Quant à la hausse spectaculaire du budget dédié au chapitre culture, vie sociale, jeunesse, sport et loisirs, elle est due à la création de la Seine musicale, qui masque en fait des baisses tout aussi spectaculaires : ‑73 k€ pour les bibliothèques et les médiathèques cette année, ‑170 k€ pour les musées, ‑41,6 k€ pour la jeunesse. Le budget a été divisé par 2.

Ces coupes s’ajoutent à celles des années précédentes, au cours desquelles vous avez réduit toujours plus les montants consacrés au Fonds de Solidarité pour le Logement, aux PMI, à l’accès aux soins des personnes sans couverture sociale, coupes qui ont des effets très concrets sur le terrain : ce sont des services qui sont affaiblis, des postes qui ne sont pas remplacés, des subventions aux associations qui diminuent, des places d’accueil pour la petite enfance ou les personnes âgées qui manquent de plus en plus cruellement. Qu’est-ce qui justifie de telles ponctions ?

##########

-- Liste des tâches --
A. Résumez l'extrait en deux phrases.
B. Relevez dans l'extrait chaque poste dont la baisse de cette année est chiffrée, avec le montant indiqué.
Les données ne sont pas utiles pour ce travail.

-- Données enregistrées --

##########

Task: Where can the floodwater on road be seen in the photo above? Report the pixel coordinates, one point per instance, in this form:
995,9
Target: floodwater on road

##########

-- Réponses aux tâches --
A. La hausse du budget consacré à la culture, à la vie sociale, à la jeunesse, au sport et aux loisirs vient de la création de la Seine musicale et masque de fortes baisses pour les bibliothèques et médiathèques, les musées et la jeunesse. Ces coupes s'ajoutent à celles des années précédentes sur le Fonds de Solidarité pour le Logement, les PMI et l'accès aux soins des personnes sans couverture sociale, avec des effets concrets : services affaiblis, postes non remplacés, subventions aux associations en baisse et places d'accueil manquantes.

B.
- bibliothèques et médiathèques : ‑73 k€
- musées : ‑170 k€
- jeunesse : ‑41,6 k€